EXCERPT PROVIDED
During assembly emission the pattern will perform another lane flip to 
translate from GCCs' numbering to the architectural lane number.

To do this a few of the patterns were renamed to *_internal and given an 
expander that will perform that first lane flip while the existing 
expanders get a lane flip added to them.

The tests for these patterns will come soon in a separate patch.

With this patch, when the user uses something like vqdmlal_laneq_s16 (a, 
b, c, 0) from arm_neon.h in big endian the resulting instruction will 
access lane 0 of c now, whereas before it would access lane 7.

Tested and bootstrapped aarch64-none-linux-gnu and aarch64_be-none-elf.

Ok for trunk?

Thanks,
Kyrill

2014-06-10  Kyrylo Tkachov  <kyrylo.tkachov@arm.com>

     * config/aarch64/aarch64-simd.md (aarch64_sqdmulh_lane<mode>):
     New expander.
     (aarch64_sqrdmulh_lane<mode>): Likewise.
     (aarch64_sq<r>dmulh_lane<mode>): Rename to...
     (aarch64_sq<r>dmulh_lane<mode>_interna): ...this.
     (aarch64_sqdmulh_laneq<mode>): New expander.
     (aarch64_sqrdmulh_laneq<mode>): Likewise.

Source data
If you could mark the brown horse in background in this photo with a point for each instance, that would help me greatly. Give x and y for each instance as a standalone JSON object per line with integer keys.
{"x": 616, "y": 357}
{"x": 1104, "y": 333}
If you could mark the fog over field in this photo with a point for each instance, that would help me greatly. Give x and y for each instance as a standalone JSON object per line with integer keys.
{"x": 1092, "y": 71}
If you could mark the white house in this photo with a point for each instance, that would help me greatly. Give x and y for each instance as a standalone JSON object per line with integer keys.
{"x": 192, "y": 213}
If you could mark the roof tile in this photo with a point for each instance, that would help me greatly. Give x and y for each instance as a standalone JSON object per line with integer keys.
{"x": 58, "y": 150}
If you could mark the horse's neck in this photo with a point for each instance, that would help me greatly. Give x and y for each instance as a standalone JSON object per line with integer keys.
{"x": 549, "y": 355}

INSTRUCTION 1
Please condense the paragraph of the patch message that begins "With this patch" into one shorter sentence that keeps its main facts.
INSTRUCTION 2
In the records, from the line containing "If you could mark the horse's" through the end of the records, inclusive, switch "neck" to "head" and write those lines out again with everything else left as it is.

FULL ANSWER 1
In big endian, a call such as vqdmlal_laneq_s16 (a, b, c, 0) from arm_neon.h now produces an instruction that accesses lane 0 of c rather than lane 7 as before.

FULL ANSWER 2
If you could mark the horse's head in this photo with a point for each instance, that would help me greatly. Give x and y for each instance as a standalone JSON object per line with integer keys.
{"x": 549, "y": 355}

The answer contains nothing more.